After a couple of weeks in Berlin having fun showing off our pride and joy in the sumptuous S6L and picking the brains of our genius German and Swiss audio chums, we had to pack it all in the van again. Next stop Paris. I got time off for bad behavior and skedaddled to the flughafen whilst Chris and Ansgar shared the driving duties. Parking the van for the weekend at Chris’s roadie retreat in Belgium, Ansgar flew home and Chris put on his weekend clogs. If you’ve just stumbled on this and have no clue what the frequency I’m going on about; the back-story starts here.
Presenting to French Roadie Société
Chris and I reconvened bright and early the next Monday in the plush warehouse/office/rehearsal facility of DuShow quite close to CDG. We were joined for our Paris sojourn by our suave Avid audio colleague Joffrey, Southern Euro sales colleagues Seb and Jean-Gab and our Best Audio partner—somewhat confusingly—also a Seb. I have to be really careful when I’m sending an email to one Seb gossiping about the other that I don’t get my Sebs in a twist. We were also honored by the presence of the head honcho of Avid Audio in EMEA, Tim H.—the only MBA exec I know who gets stuck in and helps load the van! Maybe (and don’t mention it in the boardroom because it’s a secret) it’s because before he got all genius with a spreadsheet and went to exec school he toured as a FOH/monitor engineer. Just shows you can take a roadie, educate him, put him in a good suit and all the rest, but one sniff of a van and some gear to be loaded, instinct kicks in and a microsecond later he’s pushing a flight case up a ramp before you can say “jumpin’ Jack Flash.”

--------------------------------

> [Exercise a]: Reproduce word for word the part of the Paris trip account between "After a couple" and "back-story starts here.", inclusive.

Entries from a pointing dataset
--------------------------------

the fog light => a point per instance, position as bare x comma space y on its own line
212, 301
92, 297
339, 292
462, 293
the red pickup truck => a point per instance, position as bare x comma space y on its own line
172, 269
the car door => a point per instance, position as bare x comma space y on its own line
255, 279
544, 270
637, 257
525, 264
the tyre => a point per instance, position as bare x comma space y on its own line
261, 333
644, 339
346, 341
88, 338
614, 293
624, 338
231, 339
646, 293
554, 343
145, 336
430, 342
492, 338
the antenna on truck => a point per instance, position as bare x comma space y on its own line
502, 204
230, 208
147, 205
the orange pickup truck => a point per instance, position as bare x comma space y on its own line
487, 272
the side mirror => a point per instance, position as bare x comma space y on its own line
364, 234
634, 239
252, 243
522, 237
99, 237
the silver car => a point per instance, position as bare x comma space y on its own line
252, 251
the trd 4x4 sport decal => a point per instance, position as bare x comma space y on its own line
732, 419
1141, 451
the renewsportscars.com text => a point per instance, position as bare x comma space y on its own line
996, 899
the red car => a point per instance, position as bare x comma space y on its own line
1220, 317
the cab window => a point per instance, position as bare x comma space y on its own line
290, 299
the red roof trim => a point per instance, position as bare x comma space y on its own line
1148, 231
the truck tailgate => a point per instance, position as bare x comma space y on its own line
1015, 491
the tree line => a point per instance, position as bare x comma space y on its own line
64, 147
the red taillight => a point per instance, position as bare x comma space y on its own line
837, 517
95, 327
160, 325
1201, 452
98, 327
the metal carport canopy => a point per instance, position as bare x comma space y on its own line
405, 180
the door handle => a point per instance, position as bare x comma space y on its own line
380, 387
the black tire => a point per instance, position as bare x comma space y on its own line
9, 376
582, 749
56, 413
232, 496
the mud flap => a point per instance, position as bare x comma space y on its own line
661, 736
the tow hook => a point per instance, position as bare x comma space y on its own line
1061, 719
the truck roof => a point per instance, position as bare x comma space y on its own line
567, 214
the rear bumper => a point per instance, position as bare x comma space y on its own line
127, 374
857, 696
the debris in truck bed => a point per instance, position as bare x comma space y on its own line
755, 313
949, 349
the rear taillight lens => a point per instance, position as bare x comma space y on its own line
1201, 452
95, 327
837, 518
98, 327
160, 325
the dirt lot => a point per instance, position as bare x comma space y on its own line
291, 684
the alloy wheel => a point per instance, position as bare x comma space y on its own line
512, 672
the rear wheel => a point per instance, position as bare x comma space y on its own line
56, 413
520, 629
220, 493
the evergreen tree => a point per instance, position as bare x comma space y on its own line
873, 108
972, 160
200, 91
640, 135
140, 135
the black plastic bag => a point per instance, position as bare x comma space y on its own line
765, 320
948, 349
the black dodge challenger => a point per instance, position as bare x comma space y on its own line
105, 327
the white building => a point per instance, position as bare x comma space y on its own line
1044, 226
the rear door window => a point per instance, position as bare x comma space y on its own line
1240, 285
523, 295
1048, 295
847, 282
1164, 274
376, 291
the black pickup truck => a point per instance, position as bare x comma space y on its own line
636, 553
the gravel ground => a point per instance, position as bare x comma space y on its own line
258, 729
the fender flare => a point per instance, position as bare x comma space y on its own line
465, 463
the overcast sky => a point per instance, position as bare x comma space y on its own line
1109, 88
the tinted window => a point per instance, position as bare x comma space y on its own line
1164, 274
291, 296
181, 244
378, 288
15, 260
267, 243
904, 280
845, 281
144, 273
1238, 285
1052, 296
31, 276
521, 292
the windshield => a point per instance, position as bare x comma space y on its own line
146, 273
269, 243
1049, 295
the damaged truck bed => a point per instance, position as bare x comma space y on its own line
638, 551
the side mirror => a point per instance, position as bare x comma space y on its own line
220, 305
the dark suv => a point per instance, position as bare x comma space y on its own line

--------------------------------

> [Exercise b]: Which lines of the rows above contain the string "taillight"? Report each one in full.

> [Right answer a]:
After a couple of weeks in Berlin having fun showing off our pride and joy in the sumptuous S6L and picking the brains of our genius German and Swiss audio chums, we had to pack it all in the van again. Next stop Paris. I got time off for bad behavior and skedaddled to the flughafen whilst Chris and Ansgar shared the driving duties. Parking the van for the weekend at Chris’s roadie retreat in Belgium, Ansgar flew home and Chris put on his weekend clogs. If you’ve just stumbled on this and have no clue what the frequency I’m going on about; the back-story starts here.

> [Right answer b]:
the red taillight => a point per instance, position as bare x comma space y on its own line
the rear taillight lens => a point per instance, position as bare x comma space y on its own line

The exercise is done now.